(Point annotation dataset records)
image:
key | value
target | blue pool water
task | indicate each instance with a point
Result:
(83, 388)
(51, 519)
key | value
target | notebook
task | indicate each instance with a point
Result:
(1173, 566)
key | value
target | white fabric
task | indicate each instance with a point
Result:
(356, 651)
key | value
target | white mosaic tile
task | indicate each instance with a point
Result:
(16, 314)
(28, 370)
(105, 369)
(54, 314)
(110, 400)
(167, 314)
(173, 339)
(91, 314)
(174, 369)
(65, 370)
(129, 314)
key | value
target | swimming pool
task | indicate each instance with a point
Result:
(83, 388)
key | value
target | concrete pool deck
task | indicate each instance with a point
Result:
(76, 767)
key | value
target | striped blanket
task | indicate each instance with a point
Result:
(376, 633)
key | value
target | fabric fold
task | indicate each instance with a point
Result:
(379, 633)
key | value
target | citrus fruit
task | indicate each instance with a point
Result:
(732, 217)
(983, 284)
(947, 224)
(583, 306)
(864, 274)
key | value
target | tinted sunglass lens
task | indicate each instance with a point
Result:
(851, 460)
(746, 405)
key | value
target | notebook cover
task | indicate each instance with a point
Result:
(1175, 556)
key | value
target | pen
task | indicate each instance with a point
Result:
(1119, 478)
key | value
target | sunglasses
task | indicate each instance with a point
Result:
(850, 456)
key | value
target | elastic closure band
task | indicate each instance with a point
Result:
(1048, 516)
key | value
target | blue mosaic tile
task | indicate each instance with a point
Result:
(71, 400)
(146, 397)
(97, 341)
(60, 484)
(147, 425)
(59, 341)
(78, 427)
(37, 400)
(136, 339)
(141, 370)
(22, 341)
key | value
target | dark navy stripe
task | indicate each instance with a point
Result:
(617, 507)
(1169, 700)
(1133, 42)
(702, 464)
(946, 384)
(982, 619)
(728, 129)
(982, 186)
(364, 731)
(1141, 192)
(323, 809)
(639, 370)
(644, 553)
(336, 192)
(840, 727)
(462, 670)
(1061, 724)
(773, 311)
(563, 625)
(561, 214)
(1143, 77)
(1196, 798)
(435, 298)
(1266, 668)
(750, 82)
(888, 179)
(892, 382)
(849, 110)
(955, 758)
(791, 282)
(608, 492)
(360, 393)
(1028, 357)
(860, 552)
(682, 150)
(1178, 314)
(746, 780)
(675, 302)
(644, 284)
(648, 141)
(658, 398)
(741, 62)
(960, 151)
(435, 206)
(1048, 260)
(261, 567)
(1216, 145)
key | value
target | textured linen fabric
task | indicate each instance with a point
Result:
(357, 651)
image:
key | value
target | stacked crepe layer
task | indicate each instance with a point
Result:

**Exercise aim:** Pull out every line in the rows above that contains the word "fabric".

**Result below:**
target | white fabric
target | fabric fold
target | textured linen fabric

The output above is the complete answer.